→ **Extracted material**
##########
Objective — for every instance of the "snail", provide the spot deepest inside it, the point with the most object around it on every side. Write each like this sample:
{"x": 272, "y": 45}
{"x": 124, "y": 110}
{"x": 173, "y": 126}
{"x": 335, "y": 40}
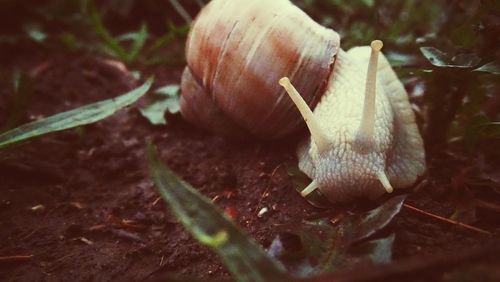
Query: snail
{"x": 247, "y": 62}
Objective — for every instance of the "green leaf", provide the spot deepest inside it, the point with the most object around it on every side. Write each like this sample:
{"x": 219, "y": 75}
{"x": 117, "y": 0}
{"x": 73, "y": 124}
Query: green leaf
{"x": 35, "y": 33}
{"x": 244, "y": 258}
{"x": 73, "y": 118}
{"x": 155, "y": 112}
{"x": 22, "y": 90}
{"x": 491, "y": 67}
{"x": 326, "y": 248}
{"x": 374, "y": 220}
{"x": 111, "y": 43}
{"x": 138, "y": 39}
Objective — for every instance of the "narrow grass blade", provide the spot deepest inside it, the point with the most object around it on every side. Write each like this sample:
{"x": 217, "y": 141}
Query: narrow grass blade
{"x": 244, "y": 258}
{"x": 73, "y": 118}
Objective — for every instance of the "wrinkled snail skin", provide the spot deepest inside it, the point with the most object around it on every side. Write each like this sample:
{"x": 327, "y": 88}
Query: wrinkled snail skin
{"x": 344, "y": 171}
{"x": 364, "y": 140}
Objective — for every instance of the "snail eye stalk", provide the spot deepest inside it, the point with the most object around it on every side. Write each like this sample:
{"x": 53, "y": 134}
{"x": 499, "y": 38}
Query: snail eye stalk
{"x": 366, "y": 129}
{"x": 317, "y": 134}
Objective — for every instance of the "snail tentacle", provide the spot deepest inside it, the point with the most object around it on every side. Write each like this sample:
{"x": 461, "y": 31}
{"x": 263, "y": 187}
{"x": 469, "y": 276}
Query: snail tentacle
{"x": 365, "y": 135}
{"x": 317, "y": 134}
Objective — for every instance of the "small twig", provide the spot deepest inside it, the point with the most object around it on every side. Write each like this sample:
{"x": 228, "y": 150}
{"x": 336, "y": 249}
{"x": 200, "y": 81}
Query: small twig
{"x": 470, "y": 227}
{"x": 15, "y": 259}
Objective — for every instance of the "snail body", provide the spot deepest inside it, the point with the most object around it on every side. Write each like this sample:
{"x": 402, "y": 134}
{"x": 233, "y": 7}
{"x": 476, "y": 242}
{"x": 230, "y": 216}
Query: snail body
{"x": 364, "y": 139}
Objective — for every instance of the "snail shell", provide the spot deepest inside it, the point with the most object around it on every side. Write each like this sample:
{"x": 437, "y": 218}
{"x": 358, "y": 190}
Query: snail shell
{"x": 237, "y": 51}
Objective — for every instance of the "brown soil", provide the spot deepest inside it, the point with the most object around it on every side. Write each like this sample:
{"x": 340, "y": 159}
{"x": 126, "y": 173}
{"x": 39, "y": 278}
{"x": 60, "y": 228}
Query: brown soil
{"x": 102, "y": 219}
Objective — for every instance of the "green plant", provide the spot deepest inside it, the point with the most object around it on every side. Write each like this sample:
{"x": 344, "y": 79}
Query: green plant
{"x": 325, "y": 247}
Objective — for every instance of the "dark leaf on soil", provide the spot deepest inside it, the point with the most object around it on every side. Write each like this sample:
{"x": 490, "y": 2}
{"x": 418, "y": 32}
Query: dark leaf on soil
{"x": 73, "y": 118}
{"x": 300, "y": 182}
{"x": 491, "y": 67}
{"x": 324, "y": 247}
{"x": 244, "y": 258}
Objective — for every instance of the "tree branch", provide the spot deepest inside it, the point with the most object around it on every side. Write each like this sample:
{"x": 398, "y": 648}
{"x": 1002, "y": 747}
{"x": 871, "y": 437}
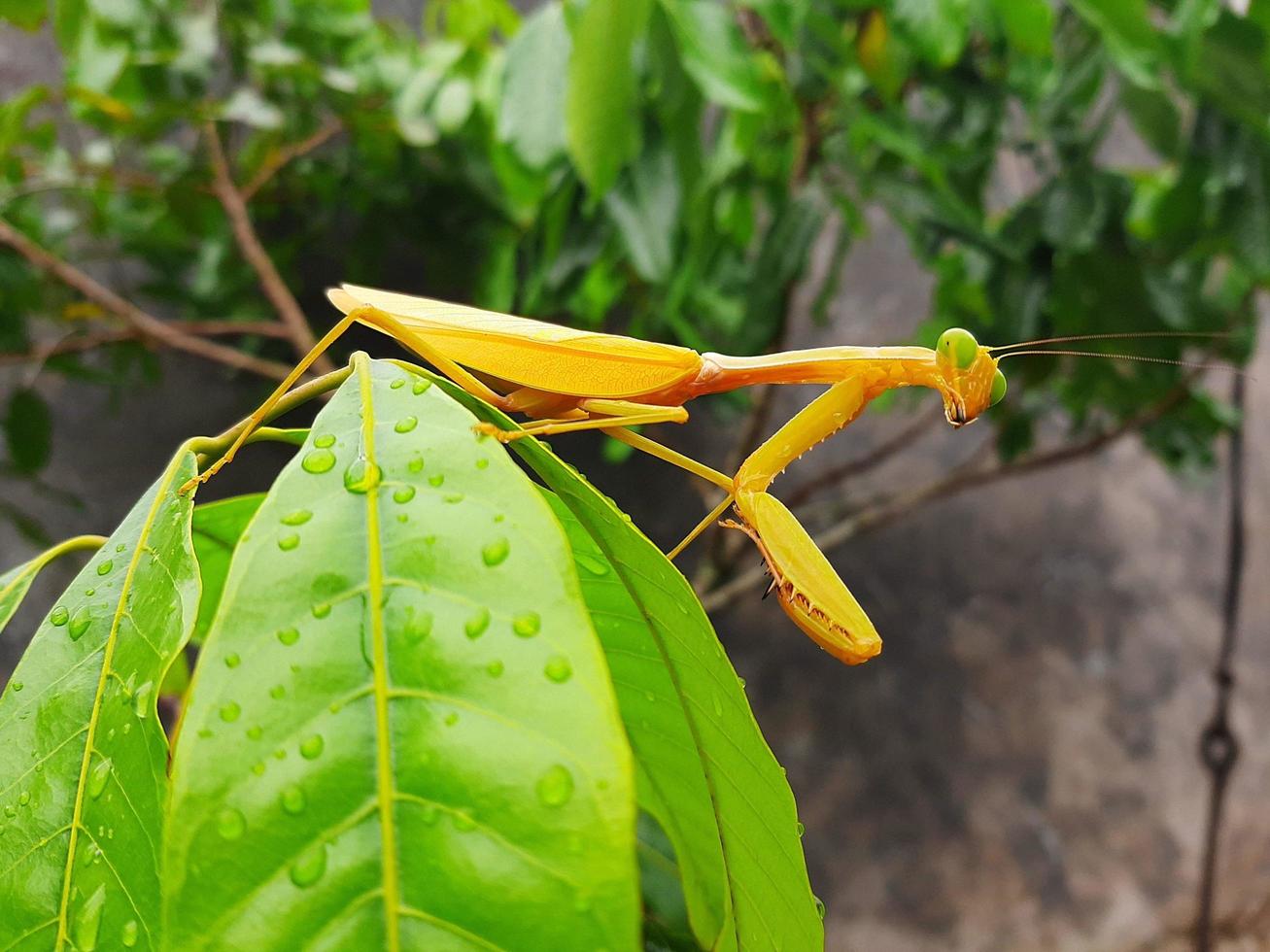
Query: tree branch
{"x": 280, "y": 157}
{"x": 249, "y": 244}
{"x": 897, "y": 504}
{"x": 143, "y": 323}
{"x": 79, "y": 343}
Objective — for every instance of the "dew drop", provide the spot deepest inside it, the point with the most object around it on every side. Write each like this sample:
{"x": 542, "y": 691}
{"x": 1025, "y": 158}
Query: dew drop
{"x": 476, "y": 625}
{"x": 230, "y": 824}
{"x": 79, "y": 624}
{"x": 311, "y": 746}
{"x": 143, "y": 699}
{"x": 596, "y": 566}
{"x": 496, "y": 553}
{"x": 528, "y": 625}
{"x": 418, "y": 626}
{"x": 555, "y": 786}
{"x": 310, "y": 866}
{"x": 558, "y": 669}
{"x": 362, "y": 476}
{"x": 98, "y": 776}
{"x": 318, "y": 460}
{"x": 293, "y": 799}
{"x": 87, "y": 920}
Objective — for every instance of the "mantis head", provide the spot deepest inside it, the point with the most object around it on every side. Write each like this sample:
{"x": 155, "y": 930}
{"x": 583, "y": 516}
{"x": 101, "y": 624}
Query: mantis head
{"x": 967, "y": 376}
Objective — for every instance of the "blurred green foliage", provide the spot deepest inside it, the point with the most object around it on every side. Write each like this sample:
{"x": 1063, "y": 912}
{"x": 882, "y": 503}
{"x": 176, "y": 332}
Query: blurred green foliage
{"x": 665, "y": 166}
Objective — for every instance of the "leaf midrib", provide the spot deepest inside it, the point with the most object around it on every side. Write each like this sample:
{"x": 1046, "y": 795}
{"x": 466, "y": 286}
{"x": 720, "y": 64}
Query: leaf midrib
{"x": 94, "y": 715}
{"x": 385, "y": 786}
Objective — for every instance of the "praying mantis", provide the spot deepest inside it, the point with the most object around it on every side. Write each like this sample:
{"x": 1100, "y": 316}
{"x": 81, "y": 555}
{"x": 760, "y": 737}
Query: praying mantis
{"x": 569, "y": 380}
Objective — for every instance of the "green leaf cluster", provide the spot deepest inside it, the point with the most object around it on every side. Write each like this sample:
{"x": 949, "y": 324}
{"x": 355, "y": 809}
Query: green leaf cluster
{"x": 666, "y": 166}
{"x": 435, "y": 704}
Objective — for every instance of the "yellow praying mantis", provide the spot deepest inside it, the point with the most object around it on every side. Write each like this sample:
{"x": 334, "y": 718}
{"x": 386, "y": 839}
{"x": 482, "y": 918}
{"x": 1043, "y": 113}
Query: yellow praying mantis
{"x": 567, "y": 380}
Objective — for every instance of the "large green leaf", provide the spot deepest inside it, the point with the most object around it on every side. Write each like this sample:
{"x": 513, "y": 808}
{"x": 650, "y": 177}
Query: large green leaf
{"x": 752, "y": 819}
{"x": 531, "y": 112}
{"x": 401, "y": 732}
{"x": 16, "y": 583}
{"x": 715, "y": 53}
{"x": 602, "y": 122}
{"x": 82, "y": 752}
{"x": 218, "y": 528}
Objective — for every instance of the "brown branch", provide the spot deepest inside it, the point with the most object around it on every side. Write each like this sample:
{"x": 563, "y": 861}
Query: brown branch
{"x": 883, "y": 510}
{"x": 280, "y": 157}
{"x": 143, "y": 323}
{"x": 79, "y": 343}
{"x": 249, "y": 244}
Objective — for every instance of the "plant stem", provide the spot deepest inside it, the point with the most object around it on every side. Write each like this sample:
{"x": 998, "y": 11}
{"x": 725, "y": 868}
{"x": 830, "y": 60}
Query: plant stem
{"x": 143, "y": 323}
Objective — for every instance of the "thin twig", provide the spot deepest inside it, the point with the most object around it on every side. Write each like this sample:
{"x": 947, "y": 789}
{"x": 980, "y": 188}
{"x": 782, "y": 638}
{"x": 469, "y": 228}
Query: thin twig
{"x": 900, "y": 503}
{"x": 145, "y": 323}
{"x": 1219, "y": 748}
{"x": 79, "y": 343}
{"x": 249, "y": 244}
{"x": 280, "y": 157}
##########
Copy the records above exactly, omitting every picture.

Objective — for every instance of the "snail", provide the spot deepest inside it, the point with the most object around it on every side. Write each like this sample:
{"x": 272, "y": 45}
{"x": 124, "y": 110}
{"x": 173, "y": 126}
{"x": 335, "y": 40}
Query: snail
{"x": 247, "y": 62}
Objective — for every instance of the "green leaf", provide the spot deepest inside it, the point with the most object around it on every side. Write each like this sample:
{"x": 219, "y": 75}
{"x": 117, "y": 0}
{"x": 73, "y": 124}
Query: green leaf
{"x": 35, "y": 33}
{"x": 244, "y": 258}
{"x": 73, "y": 118}
{"x": 155, "y": 112}
{"x": 22, "y": 90}
{"x": 491, "y": 67}
{"x": 326, "y": 248}
{"x": 374, "y": 220}
{"x": 111, "y": 43}
{"x": 138, "y": 39}
Objective — for every instance of the "narrow grass blade", provide the spot deepest inside it, the point with the most object around it on every side. Write each like this sample:
{"x": 217, "y": 141}
Query: narrow grass blade
{"x": 244, "y": 258}
{"x": 73, "y": 118}
Objective — for every instance of the "wrinkled snail skin", provide the spot deepest inside it, the point with the most object around it on every side. Write each like this sample:
{"x": 327, "y": 88}
Query: wrinkled snail skin
{"x": 344, "y": 171}
{"x": 364, "y": 140}
Objective — for every instance of the "snail eye stalk", provide the spot deepest inside it, the point with the most object around it on every side. Write each like this sample:
{"x": 53, "y": 134}
{"x": 499, "y": 38}
Query: snail eye stalk
{"x": 366, "y": 129}
{"x": 317, "y": 134}
Objective — for every instance of the "snail tentacle", provide the spot deepest inside it, the point with the most object around it on every side. Write each like this sample:
{"x": 461, "y": 31}
{"x": 263, "y": 187}
{"x": 469, "y": 276}
Query: snail tentacle
{"x": 365, "y": 135}
{"x": 317, "y": 134}
Objective — for every instance of the "small twig", provide the spot deepest inside it, the point with the most object around it on every side. Write each like this sample:
{"x": 228, "y": 150}
{"x": 336, "y": 249}
{"x": 200, "y": 81}
Query: small twig
{"x": 470, "y": 227}
{"x": 15, "y": 259}
Objective — for every instance of the "snail body", provide the spot deepest inside it, the point with the most object around it on every side. Write each like this sample:
{"x": 402, "y": 134}
{"x": 233, "y": 7}
{"x": 476, "y": 242}
{"x": 230, "y": 216}
Query: snail body
{"x": 364, "y": 139}
Objective — for every instance of the "snail shell", provide the spot deepest inside it, the point with the most object around it on every side. Write each like this sample:
{"x": 437, "y": 218}
{"x": 358, "y": 190}
Query: snail shell
{"x": 237, "y": 51}
Objective — for every instance of the "brown soil", provide the spot deepest inside it, the point with the most object around it on every side. Write each like this sample:
{"x": 340, "y": 159}
{"x": 126, "y": 173}
{"x": 39, "y": 278}
{"x": 60, "y": 228}
Query: brown soil
{"x": 102, "y": 219}
Objective — for every instance of the "green plant", provide the spot deepest inside it, the point with the most object around it on every side. Write each like this sample:
{"x": 344, "y": 79}
Query: green plant
{"x": 325, "y": 247}
Objective — for every instance of the "dark leaf on soil", provide the spot deepest inside it, the point with the most object around it on every side. Write each like this sample:
{"x": 490, "y": 2}
{"x": 418, "y": 32}
Query: dark leaf on soil
{"x": 73, "y": 118}
{"x": 300, "y": 182}
{"x": 491, "y": 67}
{"x": 324, "y": 247}
{"x": 244, "y": 258}
Objective — for every instance of the "tree branch", provide the spot deepest inside it, the point with the most object around it on every side. Write each like this sample:
{"x": 398, "y": 648}
{"x": 1002, "y": 747}
{"x": 871, "y": 437}
Query: tree branch
{"x": 280, "y": 157}
{"x": 249, "y": 244}
{"x": 897, "y": 504}
{"x": 143, "y": 323}
{"x": 79, "y": 343}
Objective — for every instance of the "dew drop", provide the spot deepest inside it, the point with the most object around it on every side. Write each like this sample:
{"x": 542, "y": 691}
{"x": 1025, "y": 158}
Query: dew drop
{"x": 476, "y": 625}
{"x": 230, "y": 824}
{"x": 79, "y": 624}
{"x": 311, "y": 746}
{"x": 143, "y": 699}
{"x": 596, "y": 566}
{"x": 496, "y": 553}
{"x": 528, "y": 625}
{"x": 418, "y": 626}
{"x": 555, "y": 786}
{"x": 310, "y": 866}
{"x": 558, "y": 669}
{"x": 362, "y": 476}
{"x": 98, "y": 776}
{"x": 318, "y": 460}
{"x": 293, "y": 799}
{"x": 87, "y": 920}
Objective — for every instance of the "mantis head", provide the spot deepest inside it, the point with the most object around it on every side. Write each like this sample:
{"x": 155, "y": 930}
{"x": 583, "y": 516}
{"x": 101, "y": 624}
Query: mantis head
{"x": 967, "y": 376}
Objective — for every instance of the "blurred green foliage", provide the spot deepest inside it, the point with the most object around it on every side. Write each like this sample:
{"x": 1063, "y": 912}
{"x": 882, "y": 503}
{"x": 176, "y": 332}
Query: blurred green foliage
{"x": 665, "y": 166}
Objective — for every instance of the "leaf midrib", provide the spot deepest inside it, the point with the most object around it on every side. Write each like this sample:
{"x": 1046, "y": 795}
{"x": 466, "y": 286}
{"x": 720, "y": 64}
Query: leaf midrib
{"x": 94, "y": 715}
{"x": 385, "y": 786}
Objective — for every instance of the "praying mantis", provide the spot deepest inside it, the point with the most object around it on every side. Write each like this sample:
{"x": 1100, "y": 316}
{"x": 81, "y": 555}
{"x": 760, "y": 737}
Query: praying mantis
{"x": 569, "y": 380}
Objective — for every instance of the "green leaf cluster", provide the spot deepest inside it, the point with the most object around it on every side. Write each like this sample:
{"x": 949, "y": 324}
{"x": 355, "y": 809}
Query: green leaf cluster
{"x": 666, "y": 166}
{"x": 435, "y": 704}
Objective — for every instance of the "yellow praying mantis", provide the spot deepest inside it, the point with the most object around it on every side. Write each like this sample:
{"x": 334, "y": 718}
{"x": 386, "y": 839}
{"x": 482, "y": 918}
{"x": 1043, "y": 113}
Query: yellow praying mantis
{"x": 567, "y": 380}
Objective — for every instance of the "large green leaf", provide the spot deepest inside it, the point with the most object around it on every side. Write each like this sample:
{"x": 513, "y": 808}
{"x": 650, "y": 177}
Query: large green leaf
{"x": 752, "y": 819}
{"x": 531, "y": 112}
{"x": 401, "y": 732}
{"x": 16, "y": 583}
{"x": 715, "y": 53}
{"x": 602, "y": 122}
{"x": 82, "y": 752}
{"x": 218, "y": 528}
Objective — for every instance of the "brown branch", provide the spot deepest inside it, the point with the most object around it on every side. Write each like this sample:
{"x": 563, "y": 861}
Query: brown branch
{"x": 883, "y": 510}
{"x": 280, "y": 157}
{"x": 143, "y": 323}
{"x": 79, "y": 343}
{"x": 249, "y": 244}
Objective — for every instance of the "plant stem", provide the spot deepest inside it, the point with the most object around it on every side. Write each like this sample:
{"x": 998, "y": 11}
{"x": 725, "y": 868}
{"x": 830, "y": 60}
Query: plant stem
{"x": 143, "y": 323}
Objective — for every instance of the "thin twig", provide the spot deepest inside it, the point with the most object around it on every side. Write each like this sample:
{"x": 947, "y": 789}
{"x": 980, "y": 188}
{"x": 782, "y": 638}
{"x": 469, "y": 228}
Query: thin twig
{"x": 900, "y": 503}
{"x": 145, "y": 323}
{"x": 1219, "y": 748}
{"x": 79, "y": 343}
{"x": 249, "y": 244}
{"x": 280, "y": 157}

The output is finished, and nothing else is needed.